- **EXERCISE AIM**
For this exercise, the lines from the one with "Target: sky" through the final line of the data below are to be transcribed exactly, and pictures are to be skipped.

- **SUPPLIED INFORMATION**
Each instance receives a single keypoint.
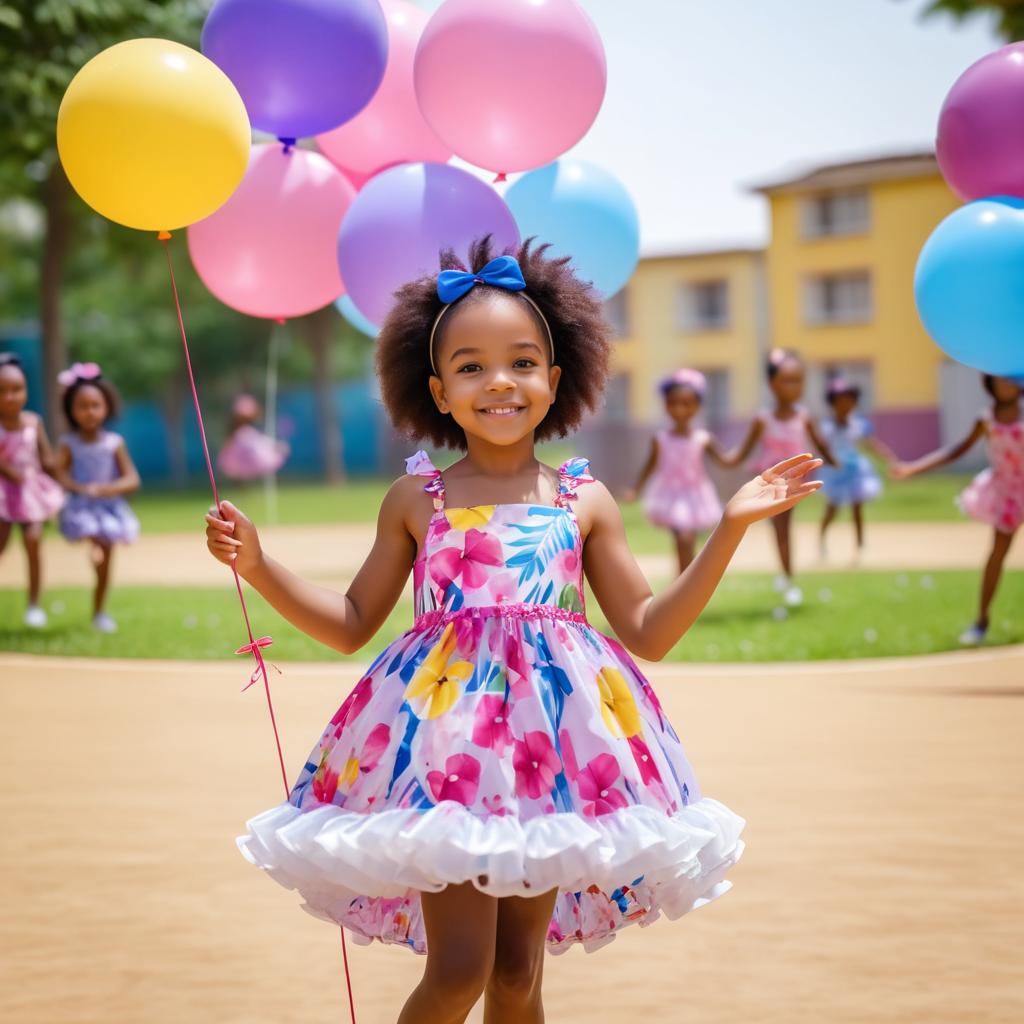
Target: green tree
(1009, 13)
(100, 291)
(43, 43)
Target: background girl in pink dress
(678, 494)
(503, 778)
(781, 432)
(95, 468)
(249, 454)
(29, 496)
(995, 496)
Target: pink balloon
(980, 144)
(270, 250)
(510, 86)
(390, 130)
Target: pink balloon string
(255, 646)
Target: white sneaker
(973, 636)
(35, 617)
(103, 624)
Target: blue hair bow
(503, 271)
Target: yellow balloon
(153, 134)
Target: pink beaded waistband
(438, 616)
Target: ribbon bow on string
(254, 649)
(503, 271)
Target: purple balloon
(980, 144)
(302, 67)
(400, 221)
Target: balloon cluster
(157, 136)
(970, 278)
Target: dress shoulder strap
(420, 465)
(571, 473)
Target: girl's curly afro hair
(572, 309)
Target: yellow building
(705, 310)
(840, 267)
(836, 283)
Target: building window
(838, 298)
(704, 305)
(616, 399)
(716, 403)
(836, 214)
(616, 311)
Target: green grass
(846, 614)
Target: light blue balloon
(584, 212)
(970, 286)
(350, 311)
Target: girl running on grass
(29, 496)
(94, 466)
(503, 777)
(995, 496)
(249, 454)
(782, 431)
(680, 496)
(853, 481)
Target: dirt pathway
(332, 554)
(882, 881)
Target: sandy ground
(332, 554)
(882, 881)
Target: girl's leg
(31, 536)
(461, 924)
(990, 579)
(514, 987)
(826, 521)
(685, 548)
(780, 524)
(102, 553)
(858, 524)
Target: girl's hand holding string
(231, 538)
(774, 491)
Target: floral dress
(680, 495)
(995, 496)
(504, 741)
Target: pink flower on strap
(596, 781)
(469, 562)
(459, 781)
(537, 765)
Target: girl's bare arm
(940, 457)
(344, 622)
(745, 446)
(650, 626)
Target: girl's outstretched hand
(231, 537)
(773, 491)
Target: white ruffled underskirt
(366, 870)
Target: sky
(707, 97)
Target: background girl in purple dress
(29, 496)
(94, 466)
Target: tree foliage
(1009, 14)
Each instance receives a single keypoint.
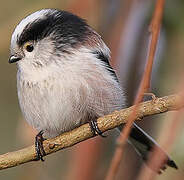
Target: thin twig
(160, 105)
(144, 87)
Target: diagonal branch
(157, 106)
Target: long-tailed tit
(64, 78)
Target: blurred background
(123, 24)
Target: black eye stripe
(30, 48)
(60, 24)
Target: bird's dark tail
(144, 144)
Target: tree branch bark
(160, 105)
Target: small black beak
(14, 58)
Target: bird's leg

- **RESULT OF THE TASK**
Target: sky
(707, 97)
Target: background girl in purple dress
(29, 496)
(94, 466)
Target: tree foliage
(1009, 14)
Each instance receives a single keypoint.
Target: thin twig
(160, 105)
(144, 87)
Target: diagonal branch
(157, 106)
Target: long-tailed tit
(64, 78)
Target: blurred background
(123, 24)
Target: black eye stripe
(30, 48)
(60, 24)
Target: bird's dark tail
(144, 144)
Target: tree branch bark
(160, 105)
Target: small black beak
(14, 58)
Target: bird's leg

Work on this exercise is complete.